_Görev Listesi_:
1. Verilen metne göre şu soruları yanıtlayın:
(a) Meester nerede doğmuş?
(b) Meester ailesiyle New York'a kaç yaşında taşınmış?
(c) Meester, Bruce Webber ve Sophia Coppola ile hangi markanın kampanya çekiminde çalışmaya başlamış?
2. Verilen metnin bir bölümünü hiç değiştirmeden yeniden yazın: "Meester’ın hayat hikâyesi" sözcüklerinin geçtiği yerden başlayın ve "televizyona ısınmaya başlamış." sözcüklerinden sonra bırakın.

_Verilen Metin_:
Meester’ın hayat hikâyesi de epey ilginç. Annesi madde bağımlısı ve satıcısı olmaktan hapse düşünce kendisi Florida Hapishanesi’nde doğmuş. Ancak üç aylıkken bir akrabasının yanına verilmiş. Bu trajik hikâye kızımızı bozmamış, annesine tavır almamış. Hatta annesi en yakın arkadaşıymış, erkek kardeşi Lex’le birlikte... Hayalinde hep ünlü olmak varmış. Oyunculuk, şarkıcılık, modellik, ne olursa... Yeter ki o fırfırlı, dantelli etekleri doyasıya giyebilsin, davetten davete, partiden partiye koştursun. Yani Blair’le benzeşen yanları var Meester’ın. Yoksul bir ailede büyüdüğü için bir an önce ‘yırtması’ gerektiğini düşünüp model olmaya karar vermiş ilkin. Birkaç moda çekimi sonundaysa dizilerle televizyona ısınmaya başlamış.
‘The Wizard of Oz ’da rol aldıktan sonra oyunculukla ilgilenir olmuş. 11 yaşında ailesiyle beraber New York’a taşındıktan sonra Ralph Lauren kampanya çekiminde Bruce Webber ve Sophia Coppola ile çalışmaya başlamış. En çok ‘Gossip Girl’deki rolüyle tanınsa da, ‘Veronica Mars’, ‘House’, ‘CSI: Miami’, ‘7th Heaven’, ‘Entourage’ gibi pek çok hit dizide rol almış.

_Sağlanan Malzeme_:
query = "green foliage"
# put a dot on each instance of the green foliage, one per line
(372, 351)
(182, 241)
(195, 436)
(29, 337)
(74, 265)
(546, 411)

_Görev Sonuçları_:
1.
(a) Florida Hapishanesi'nde.
(b) 11 yaşında.
(c) Ralph Lauren.

2.
Meester’ın hayat hikâyesi de epey ilginç. Annesi madde bağımlısı ve satıcısı olmaktan hapse düşünce kendisi Florida Hapishanesi’nde doğmuş. Ancak üç aylıkken bir akrabasının yanına verilmiş. Bu trajik hikâye kızımızı bozmamış, annesine tavır almamış. Hatta annesi en yakın arkadaşıymış, erkek kardeşi Lex’le birlikte... Hayalinde hep ünlü olmak varmış. Oyunculuk, şarkıcılık, modellik, ne olursa... Yeter ki o fırfırlı, dantelli etekleri doyasıya giyebilsin, davetten davete, partiden partiye koştursun. Yani Blair’le benzeşen yanları var Meester’ın. Yoksul bir ailede büyüdüğü için bir an önce ‘yırtması’ gerektiğini düşünüp model olmaya karar vermiş ilkin. Birkaç moda çekimi sonundaysa dizilerle televizyona ısınmaya başlamış.